◆ EXTRACT PROVIDED

Vortex Power Systems: generating clean energy from wasted heat
When we first met Neil Hawkes, Vortex’s CTO, at an industry event, we quickly got into a conversation about dust devils (well-formed and short-lived whirlwinds). Neil had this crazy idea that by using low-grade waste heat to recreate this natural phenomenon, it was possible to generate clean electricity. This was a concept Neil was working on together with Professor Richard Flay, from the University of Auckland.
We have to admit we thought the idea was slightly outrageous until we delved a little deeper to better understand the underlying science, the scale of the problem it could solve, and the super smart people behind the idea who could make it happen.

Stored records
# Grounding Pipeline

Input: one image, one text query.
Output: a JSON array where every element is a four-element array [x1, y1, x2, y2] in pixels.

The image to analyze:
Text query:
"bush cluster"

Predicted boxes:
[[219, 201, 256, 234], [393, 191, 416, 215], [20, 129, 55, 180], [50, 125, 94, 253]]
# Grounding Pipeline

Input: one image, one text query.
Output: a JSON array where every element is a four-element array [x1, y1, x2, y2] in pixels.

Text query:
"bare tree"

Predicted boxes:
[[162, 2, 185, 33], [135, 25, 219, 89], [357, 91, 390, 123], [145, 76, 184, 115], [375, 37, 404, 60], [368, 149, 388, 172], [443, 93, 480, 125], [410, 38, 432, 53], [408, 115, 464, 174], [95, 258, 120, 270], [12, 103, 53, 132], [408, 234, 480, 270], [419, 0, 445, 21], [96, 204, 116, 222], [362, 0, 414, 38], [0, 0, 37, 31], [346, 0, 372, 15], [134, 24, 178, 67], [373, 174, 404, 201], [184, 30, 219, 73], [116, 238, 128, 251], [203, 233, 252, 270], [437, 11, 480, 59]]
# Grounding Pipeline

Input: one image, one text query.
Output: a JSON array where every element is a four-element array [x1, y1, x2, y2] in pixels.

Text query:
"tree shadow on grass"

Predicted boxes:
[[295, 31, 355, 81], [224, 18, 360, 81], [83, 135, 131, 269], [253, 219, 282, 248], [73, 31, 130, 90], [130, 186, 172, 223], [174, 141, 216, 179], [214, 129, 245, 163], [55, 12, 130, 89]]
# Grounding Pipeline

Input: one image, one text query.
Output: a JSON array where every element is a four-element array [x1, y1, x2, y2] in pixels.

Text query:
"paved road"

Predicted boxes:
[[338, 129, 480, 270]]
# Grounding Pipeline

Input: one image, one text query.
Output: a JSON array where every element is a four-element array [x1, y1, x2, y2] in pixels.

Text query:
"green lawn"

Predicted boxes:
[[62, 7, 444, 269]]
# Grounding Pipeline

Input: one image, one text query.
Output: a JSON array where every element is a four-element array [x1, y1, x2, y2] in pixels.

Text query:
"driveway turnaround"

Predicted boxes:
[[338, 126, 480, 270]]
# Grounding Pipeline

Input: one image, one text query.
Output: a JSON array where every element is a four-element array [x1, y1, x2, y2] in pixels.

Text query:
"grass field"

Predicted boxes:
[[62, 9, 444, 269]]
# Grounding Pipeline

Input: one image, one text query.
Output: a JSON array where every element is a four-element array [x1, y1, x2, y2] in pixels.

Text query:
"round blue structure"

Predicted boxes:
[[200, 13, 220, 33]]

◆ WHAT YOU WILL DO
(A) Answer these questions using the passage on Vortex Power Systems:
(i) What role does Neil Hawkes hold at Vortex?
(ii) Where did the writers first meet him?
(iii) Who was Neil working on the concept with?
(B) Continue the passage on Vortex Power Systems, picking up right after its final sentence.

◆ THE RESULTS
(A)
(i) He is Vortex's CTO.
(ii) At an industry event.
(iii) Professor Richard Flay, from the University of Auckland.

(B)
At the time, Neil and Richard weren’t looking for a huge capital investment- they wanted enough to prove the concept worked. Like all deep-tech innovations, there’s always a risk that the investment might not pay off, but it’s important to ask, ‘What if it does?’
With Vortex, we knew there was an equal opportunity – it would either work or it wouldn’t. And if it works, then it has the potential to utilise a source of waste heat that is currently thrown away. Suffice it to say, we were interested enough in the technology, the global significance of the problem it could solve, and the talented team, to get involved.
Here’s why we invested in Vortex Power Systems (VPS).
The challenge:
Thermal processes are an inherent part of our industrial economy. From electricity to food production, these are processes used in a wide range of applications, and as our population grows, so does the demand for these processes.
As an example, the demand for electricity is set to double by 2050 to 60,000 Twh[1]. Currently, 80% of electricity is generated using fossil fuels, geothermal, and nuclear power. Similarly, industrial cases such as steel making, and concrete production are expected to increase. Underlying this demand is the rising global population and the increased industrialisation of emerging markets.
But here’s the issue – thermal processes are very inefficient and produce a high amount of wasted heat that is typically unusable.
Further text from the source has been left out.